═══ Given passage
The cold chill of nerves and excitement descends from somewhere at the top of my chest to the stomach. The process from here on is formal, systematic. Officials in red coats and pristine white trousers appear with their starter pistols, symbolic of controlled aggression, that which will be demanded of all very soon. Out of the colourful hi-vis melee of athletes and their supporters, emerges a handful of silent figures, haunted-looking, ready. The enemy.
Stepping onto the track is the point of no return. Warm, brick-red rubber, with its unique fragrance triggering memories of too many nights following its white lines in pursuit of satisfied exhaustion, and thereafter, speed. Grace.
“Tracksuits off gentlemen please”.
Now very little resistance remains as I’m reduced to minimal clothing and the lightest of spiked footwear, ready to claw at the track bend after bend. I’m lighter at this point than at any other point in a winter of training: it’s adrenaline of course, but in cocktail with other elements. This is fight or flight time.
The drawing of lanes, and then out on my own to my personal start line, tunnel vision for the next few minutes. Heart racing, before the rest of the body follows. Watching for the starter. “Why am I doing this?” Thoughts of domestic bliss try to force their way in: I could be in a coffee bar, shopping, relaxing. There’ll be time for that. That has to be earned.
“Take your marks”
Silence descending, volume being lowered, until you can almost hear your own heart beating out of your chest.
“Set”
Lean over. Stillness.
And then the alarming explosion of the gun, louder than it’s been all day, as though to frighten you out of your reverie. Men hurl themselves around the first bend, covering the first fifty metres, one hundred metres in a breath, no effort, gliding. Then the elegance of the split from lanes as athletes spot the line of cones across the track and merge in multiple Pythagorean charges, each relative to their own race plan, their own self-belief. Front, middle, rear.
══════
▶ _Prompt_
Please copy the stretch of the race passage from "And then the" through "Front, middle, rear.", word for word.
═══ Information given
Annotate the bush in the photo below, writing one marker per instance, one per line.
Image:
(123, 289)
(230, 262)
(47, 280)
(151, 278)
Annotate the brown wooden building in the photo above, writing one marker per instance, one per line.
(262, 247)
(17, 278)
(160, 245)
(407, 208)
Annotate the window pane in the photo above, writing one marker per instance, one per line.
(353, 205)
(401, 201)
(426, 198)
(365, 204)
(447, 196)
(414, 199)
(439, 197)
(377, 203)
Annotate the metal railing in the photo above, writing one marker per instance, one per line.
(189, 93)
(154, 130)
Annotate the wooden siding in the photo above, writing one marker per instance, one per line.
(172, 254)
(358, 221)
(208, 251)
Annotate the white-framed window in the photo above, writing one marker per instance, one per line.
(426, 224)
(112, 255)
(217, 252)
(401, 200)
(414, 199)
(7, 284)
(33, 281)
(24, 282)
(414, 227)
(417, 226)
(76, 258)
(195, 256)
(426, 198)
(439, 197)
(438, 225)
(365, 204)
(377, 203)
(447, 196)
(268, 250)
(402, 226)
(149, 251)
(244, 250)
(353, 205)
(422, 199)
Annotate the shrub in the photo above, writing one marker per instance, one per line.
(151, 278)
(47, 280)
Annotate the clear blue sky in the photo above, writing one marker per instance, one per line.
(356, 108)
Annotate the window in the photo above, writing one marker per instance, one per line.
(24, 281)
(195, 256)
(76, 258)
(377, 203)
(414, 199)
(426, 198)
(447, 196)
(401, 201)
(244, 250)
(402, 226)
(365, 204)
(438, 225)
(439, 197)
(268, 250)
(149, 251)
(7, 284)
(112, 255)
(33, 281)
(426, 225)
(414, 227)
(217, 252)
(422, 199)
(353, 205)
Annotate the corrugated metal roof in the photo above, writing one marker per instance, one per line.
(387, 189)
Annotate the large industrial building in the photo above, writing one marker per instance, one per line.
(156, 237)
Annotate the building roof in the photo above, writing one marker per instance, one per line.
══════
▶ _The solution_
And then the alarming explosion of the gun, louder than it’s been all day, as though to frighten you out of your reverie. Men hurl themselves around the first bend, covering the first fifty metres, one hundred metres in a breath, no effort, gliding. Then the elegance of the split from lanes as athletes spot the line of cones across the track and merge in multiple Pythagorean charges, each relative to their own race plan, their own self-belief. Front, middle, rear.